• Page excerpt
_____

The second dimension of self-shock relates back to Cooley's notion of the looking-glass self, or how the responses of others relates to our self-conceptions. There are two important points to remember. First, there is an edge of uncertainty in the self-reflections because we cannot know for sure how the Other actually sees us. We use our imagination, we try to employ perspective-taking. Yet much of our imagination and experience in perspective-taking is derive from our own primary culture -- which might not necessarily accurately reflect the Other's perspective. Second, the "responses" of others are behavioral responses. Thus any behavioral ambiguity will be reflected in the reflected self-images.
In this second dimension of self-shock individual attempts to give meaning to his own behavior through observing the responses of Others and assigning meaning to those responses. On both accounts the individual may encounter difficulties. First, the individual may employ behaviors that do not produce the responses he wanted and which would confirm his self-identity. For example, the individual would employ a "polite behavior" that leaves the host aghast. Second, the individual may assign a different meaning to the behavioral responses of the Other than what the Other intended. For example, the host was aghast, yet the sojourner thought the host was "elated."

_____

• Written task 1
Quote verbatim the stretch of the self-shock passage that opens with the words containing "The second dimension" and closes with "the reflected self-images.".
• Written task 2
Extend the self-shock passage by writing on from its last sentence.
The records that come next are taken from a separate source.

• Information supplied
_____

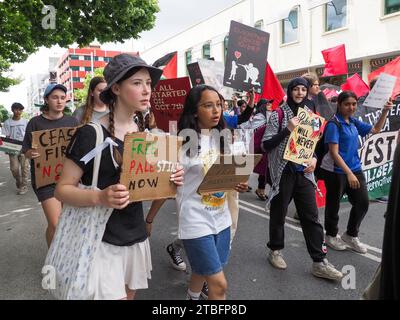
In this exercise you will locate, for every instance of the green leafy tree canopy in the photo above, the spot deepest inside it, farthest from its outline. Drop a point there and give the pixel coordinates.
(26, 25)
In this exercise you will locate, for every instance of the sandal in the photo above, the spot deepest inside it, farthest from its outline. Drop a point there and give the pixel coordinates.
(260, 195)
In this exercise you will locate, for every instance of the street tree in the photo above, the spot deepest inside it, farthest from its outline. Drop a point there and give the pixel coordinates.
(26, 25)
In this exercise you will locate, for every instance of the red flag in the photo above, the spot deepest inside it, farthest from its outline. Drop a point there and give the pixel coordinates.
(169, 64)
(335, 61)
(356, 84)
(272, 88)
(392, 68)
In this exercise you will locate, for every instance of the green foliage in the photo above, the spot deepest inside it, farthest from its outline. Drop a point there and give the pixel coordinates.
(81, 94)
(78, 21)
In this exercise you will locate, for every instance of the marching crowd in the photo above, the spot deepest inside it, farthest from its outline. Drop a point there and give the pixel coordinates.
(119, 103)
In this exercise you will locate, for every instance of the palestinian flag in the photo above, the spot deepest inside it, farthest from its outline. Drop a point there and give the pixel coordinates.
(169, 65)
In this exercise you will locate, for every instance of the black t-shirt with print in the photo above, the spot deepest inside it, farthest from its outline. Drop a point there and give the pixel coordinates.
(125, 227)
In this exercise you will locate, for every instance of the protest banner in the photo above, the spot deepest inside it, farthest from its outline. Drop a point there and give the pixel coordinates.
(377, 151)
(148, 162)
(10, 146)
(51, 146)
(381, 92)
(167, 100)
(227, 172)
(213, 75)
(246, 58)
(303, 139)
(195, 74)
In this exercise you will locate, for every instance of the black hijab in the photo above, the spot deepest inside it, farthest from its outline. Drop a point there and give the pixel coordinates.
(292, 84)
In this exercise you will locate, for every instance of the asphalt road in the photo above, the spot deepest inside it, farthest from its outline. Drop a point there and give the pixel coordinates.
(250, 277)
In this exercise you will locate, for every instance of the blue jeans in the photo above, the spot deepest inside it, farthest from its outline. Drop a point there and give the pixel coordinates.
(209, 254)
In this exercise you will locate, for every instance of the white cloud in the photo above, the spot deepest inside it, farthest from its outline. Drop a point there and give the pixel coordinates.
(174, 16)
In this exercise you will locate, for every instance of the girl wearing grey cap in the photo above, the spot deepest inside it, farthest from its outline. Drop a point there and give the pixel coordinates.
(123, 262)
(55, 97)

_____

• Answer 1
The second dimension of self-shock relates back to Cooley's notion of the looking-glass self, or how the responses of others relates to our self-conceptions. There are two important points to remember. First, there is an edge of uncertainty in the self-reflections because we cannot know for sure how the Other actually sees us. We use our imagination, we try to employ perspective-taking. Yet much of our imagination and experience in perspective-taking is derive from our own primary culture -- which might not necessarily accurately reflect the Other's perspective. Second, the "responses" of others are behavioral responses. Thus any behavioral ambiguity will be reflected in the reflected self-images.

• Answer 2
Over time, the ambiguities multiply and again reflect upon the Self. The responses of the Other do not confirm the individual's self-identities. We encounter the maze of distorted reflections and self-reflections. We try to see ourselves as Others see us. Yet we are not able to take the perspective of the different Other, nor are we able to understand the behavioral responses of the Other. We may know that the Other is responding to us, but we cannot recognize ourselves in those responses. The reflection is distorted, the image blurred.
This second dimension illuminates why the nature or quality of the relationship with the Other in the intercultural setting is so important. If, as Giffin (1970) suggests that all communication seeks self-validation, then positive relationships help verify the Self, while negative ones challenge self- identities. Indeed researchers have found that positive relationships with at least one member of the host culture is vital to sojourner satisfaction (Furnham & Bochner, 1983).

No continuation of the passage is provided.